### Description of the task
Turn the listing below into a Markdown table with the columns Row and Line, one numbered row per line and no blank lines. Leave the pictures out.

┄┄┄┄┄┄┄┄┄┄┄┄┄┄┄┄┄┄┄┄

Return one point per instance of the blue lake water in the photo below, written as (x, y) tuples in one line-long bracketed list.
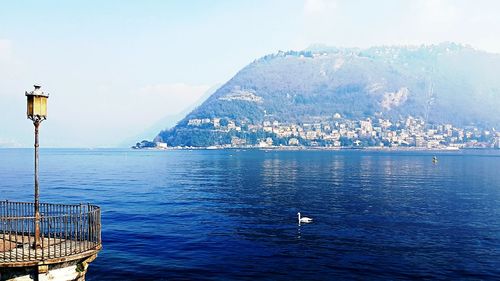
[(231, 215)]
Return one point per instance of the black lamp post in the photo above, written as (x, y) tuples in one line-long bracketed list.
[(37, 112)]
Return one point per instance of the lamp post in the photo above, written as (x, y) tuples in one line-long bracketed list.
[(37, 112)]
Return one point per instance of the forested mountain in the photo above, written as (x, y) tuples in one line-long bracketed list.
[(445, 83)]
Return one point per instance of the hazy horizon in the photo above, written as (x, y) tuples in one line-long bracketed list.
[(115, 68)]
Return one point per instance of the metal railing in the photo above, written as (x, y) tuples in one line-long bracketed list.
[(65, 230)]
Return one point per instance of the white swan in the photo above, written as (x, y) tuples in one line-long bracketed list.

┄┄┄┄┄┄┄┄┄┄┄┄┄┄┄┄┄┄┄┄

### Answer to this exercise
| Row | Line |
|---|---|
| 1 | Return one point per instance of the blue lake water in the photo below, written as (x, y) tuples in one line-long bracketed list. |
| 2 | [(231, 215)] |
| 3 | Return one point per instance of the black lamp post in the photo above, written as (x, y) tuples in one line-long bracketed list. |
| 4 | [(37, 112)] |
| 5 | Return one point per instance of the lamp post in the photo above, written as (x, y) tuples in one line-long bracketed list. |
| 6 | [(37, 112)] |
| 7 | Return one point per instance of the forested mountain in the photo above, written as (x, y) tuples in one line-long bracketed list. |
| 8 | [(445, 83)] |
| 9 | Return one point per instance of the hazy horizon in the photo above, written as (x, y) tuples in one line-long bracketed list. |
| 10 | [(115, 68)] |
| 11 | Return one point per instance of the metal railing in the photo above, written as (x, y) tuples in one line-long bracketed list. |
| 12 | [(65, 230)] |
| 13 | Return one point per instance of the white swan in the photo above, written as (x, y) tuples in one line-long bracketed list. |